**Text passage**
*-*-*

Ozor

Posted on Mar 5

How to Scrape Any Website Without Getting Blocked (JavaScript)

#api #webdev #tutorial #javascript

If you've ever tried web scraping, you know the pain: CAPTCHAs, IP bans, rate limits, dynamic JavaScript rendering, and anti-bot detection. Most scraping attempts fail not because of bad code, but because websites actively fight scrapers.

Here's how to scrape reliably — without managing proxies, headless browsers, or getting your IP blacklisted.

The Problem with Traditional Scraping

// This works... until it doesn't
const res = await fetch('https://example.com/products');
const html = await res.text();
// ❌ 403 Forbidden
// ❌ Empty HTML (JS-rendered content)
// ❌ CAPTCHA page
// ❌ Your IP is now banned

Traditional scraping breaks because:

JavaScript-rendered pages return empty HTML to fetch/axios
Anti-bot systems (Cloudflare, Akamai) detect automated requests
IP rate limiting blocks repeated requests from the same IP
CAPTCHAs stop automated access entirely

The Solution: Use a Scraping API

Instead of fighting each website's defenses, delegate the hard parts to a scraping service that handles rendering, proxies, and anti-bot bypass:

const API_KEY = 'your-api-key';
const BASE = 'https://agent-gateway-kappa.vercel.app/api';

async function scrape(url) {
  const res = await fetch(
    `${BASE}/scrape?url=${encodeURIComponent(url)}&format=markdown`,
    { headers: { 'X-API-Key': API_KEY } }
  );
  return res.json();
}

const data = await scrape('https://news.ycombinator.com');
console.log(data.content); // Clean markdown content

This returns fully rendered content — even from JavaScript-heavy SPAs.

Get a Free API Key

curl -X POST https://agent-gateway-kappa.vercel.app/api/keys/create

You get 200 free credits instantly. No signup, no credit card.

*-*-*

**Extracted information**

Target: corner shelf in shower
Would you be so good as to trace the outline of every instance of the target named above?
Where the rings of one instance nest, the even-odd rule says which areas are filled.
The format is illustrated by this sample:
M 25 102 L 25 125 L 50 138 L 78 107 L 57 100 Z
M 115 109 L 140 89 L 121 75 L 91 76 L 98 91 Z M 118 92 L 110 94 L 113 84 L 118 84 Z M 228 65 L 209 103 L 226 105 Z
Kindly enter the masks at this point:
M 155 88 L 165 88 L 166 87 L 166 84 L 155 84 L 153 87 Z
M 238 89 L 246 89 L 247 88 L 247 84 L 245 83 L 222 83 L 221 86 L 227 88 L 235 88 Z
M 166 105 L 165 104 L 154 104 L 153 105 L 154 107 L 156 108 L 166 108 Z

*-*-*

**To be done**
1. Which two anti-bot systems does the web scraping tutorial name?
2. What value does the scrape function pass for the format parameter?
3. How many free credits come with a new API key?

**Result of the exercise**
1. Cloudflare and Akamai.
2. markdown
3. 200